# Exercise set:
a. According to the blog excerpt about metal casting, what was used to add more patina to the bronze pieces after polishing?
b. Write a continuation of the blog excerpt about metal casting, beginning immediately after its final sentence.

Almost cool, the sand easily cracks off by banging it on the ground. The warm metal pieces are dunked in a water bath to wash off some of the sand and cool them more. This is one of the bronze gals just after her immersion then after she was polished. Once polished, there is a process to put a little more patina on using a sulfur mixture and heat (hair dryer or torch) which I used. Just wanted to experiment with everything...pleased with the result.

My final picture is of the woman who got me started on this venture. This aluminum goddess was the first one I created as part of that class I mentioned, the one that introduced me to metal casting. A mold was placed in front of me, all I needed to do was stratch and sniff. I liked the result and decided to take the class that stepped me through the entire process and it really is a process as you can see. My women drove me wild at times especially the day I spent fours hours on my feet birthing them as I pushed into the sand with various tools. My poor back felt like I was carrying triplets...ah the joy of motherhood. It was all worth it and believe it or not there is so much more to learn about metal casting so....

keep your peepers open! ®

Sunday, November 8, 2009


“Skillful speech not only means that we pay attention to the words we speak and to their tone but also requires that our words reflect compassion and concern for others and that they help and heal, rather than wound and destroy.”

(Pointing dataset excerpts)
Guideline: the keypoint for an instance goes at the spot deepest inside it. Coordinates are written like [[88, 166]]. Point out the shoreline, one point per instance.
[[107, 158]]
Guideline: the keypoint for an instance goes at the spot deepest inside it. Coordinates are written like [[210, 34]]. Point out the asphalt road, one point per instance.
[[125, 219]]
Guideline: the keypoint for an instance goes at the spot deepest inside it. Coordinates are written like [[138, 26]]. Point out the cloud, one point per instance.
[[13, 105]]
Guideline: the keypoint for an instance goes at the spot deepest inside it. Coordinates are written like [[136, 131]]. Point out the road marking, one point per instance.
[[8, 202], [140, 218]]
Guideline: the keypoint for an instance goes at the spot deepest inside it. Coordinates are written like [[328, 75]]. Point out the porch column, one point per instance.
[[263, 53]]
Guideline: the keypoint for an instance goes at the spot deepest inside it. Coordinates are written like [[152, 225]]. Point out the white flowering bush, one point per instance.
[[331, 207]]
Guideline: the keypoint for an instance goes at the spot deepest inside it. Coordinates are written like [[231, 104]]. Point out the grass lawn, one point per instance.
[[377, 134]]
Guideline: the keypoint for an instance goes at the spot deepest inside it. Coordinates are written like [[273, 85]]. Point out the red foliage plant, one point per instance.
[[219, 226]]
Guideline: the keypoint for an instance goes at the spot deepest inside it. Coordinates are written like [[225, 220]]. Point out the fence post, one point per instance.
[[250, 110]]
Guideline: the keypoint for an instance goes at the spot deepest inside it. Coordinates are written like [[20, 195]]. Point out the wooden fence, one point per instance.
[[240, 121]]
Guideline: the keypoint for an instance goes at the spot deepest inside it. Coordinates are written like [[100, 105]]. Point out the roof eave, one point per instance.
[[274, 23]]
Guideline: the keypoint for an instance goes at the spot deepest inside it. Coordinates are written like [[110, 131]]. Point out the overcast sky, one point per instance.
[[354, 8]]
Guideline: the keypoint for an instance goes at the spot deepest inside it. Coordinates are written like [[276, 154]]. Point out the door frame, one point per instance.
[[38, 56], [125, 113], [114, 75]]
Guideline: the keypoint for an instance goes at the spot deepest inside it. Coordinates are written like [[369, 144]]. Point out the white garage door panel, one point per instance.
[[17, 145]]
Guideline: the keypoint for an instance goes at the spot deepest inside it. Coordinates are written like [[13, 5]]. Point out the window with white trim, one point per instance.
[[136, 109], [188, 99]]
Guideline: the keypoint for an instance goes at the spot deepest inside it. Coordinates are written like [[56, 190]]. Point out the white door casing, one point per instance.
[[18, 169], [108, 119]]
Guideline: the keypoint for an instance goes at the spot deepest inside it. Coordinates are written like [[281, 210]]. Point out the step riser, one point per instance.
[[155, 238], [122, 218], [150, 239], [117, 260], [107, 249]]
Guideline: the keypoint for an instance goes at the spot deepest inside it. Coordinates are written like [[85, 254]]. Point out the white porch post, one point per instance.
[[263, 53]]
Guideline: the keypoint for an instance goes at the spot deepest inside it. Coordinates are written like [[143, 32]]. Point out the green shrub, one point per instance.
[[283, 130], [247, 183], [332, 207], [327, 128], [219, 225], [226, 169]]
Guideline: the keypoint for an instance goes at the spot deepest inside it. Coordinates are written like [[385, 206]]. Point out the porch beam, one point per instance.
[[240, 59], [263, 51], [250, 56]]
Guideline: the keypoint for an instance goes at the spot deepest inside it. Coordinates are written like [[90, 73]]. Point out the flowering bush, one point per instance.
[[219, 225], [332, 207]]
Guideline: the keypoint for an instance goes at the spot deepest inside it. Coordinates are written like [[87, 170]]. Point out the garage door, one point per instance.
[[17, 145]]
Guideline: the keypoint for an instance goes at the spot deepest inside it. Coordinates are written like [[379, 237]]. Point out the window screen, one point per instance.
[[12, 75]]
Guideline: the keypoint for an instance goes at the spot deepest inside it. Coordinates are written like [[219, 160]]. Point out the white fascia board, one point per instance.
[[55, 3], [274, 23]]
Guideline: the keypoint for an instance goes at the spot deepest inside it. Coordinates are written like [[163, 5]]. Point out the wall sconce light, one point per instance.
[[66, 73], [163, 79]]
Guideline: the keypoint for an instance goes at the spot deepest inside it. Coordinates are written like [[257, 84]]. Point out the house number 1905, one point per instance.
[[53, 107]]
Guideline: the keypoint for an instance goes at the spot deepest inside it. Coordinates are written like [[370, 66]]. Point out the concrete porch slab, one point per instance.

# Results:
a. A sulfur mixture and heat from a hair dryer or torch.

b.
Bhante Henepola Gunaratana

These words appeared for the first time several years ago when I was grappling with the way I reacted to disappointing situations. The reactionary spew that sprang from my mouth often startled the person before me silencing them as the red heat of shame colored my face and uncomfortably consumed my body. My immediate apology was never enough to remove the dagger I had lodged into another. I wanted to change, said it out loud to others and set forth to be better. When I read Gunaratana’s words during my meditation that June morning, they became the mantra guiding my intent. Though I am still a work in progress, I have had success in my quest to think before I speak, choosing words that taste better in my mouth coupled with a satisfying side of listening.

I reached for the book Daily Wisdom today in search of Gunaratana’s quote and opened up to “pain is inevitable, suffering is not” written by the same wise soul followed by “never strike at the heart” from the spirit of Geshe Chekawa. So many of us fail to carefully ruminate before we part our lips to deliver what we think will be helpful counsel. We don’t fully grasp that once the words are out change is set in motion; no going back, things will never be the same.

danced too long
blahniks squeezing deliriously drunk on blind contentment blisters
blind sided
by a dark wall of invisible grafitti
I was slammed.
judgment w/o merit pointing accusatory fingers
across conviction stones of speculation
dignity smeared in thoughtless scrawl.
peel off the pain on the other side
inflated by visions that sustain
heart not buried by the wounds it sustained
change into new wisdom shoes.

forward is ahead.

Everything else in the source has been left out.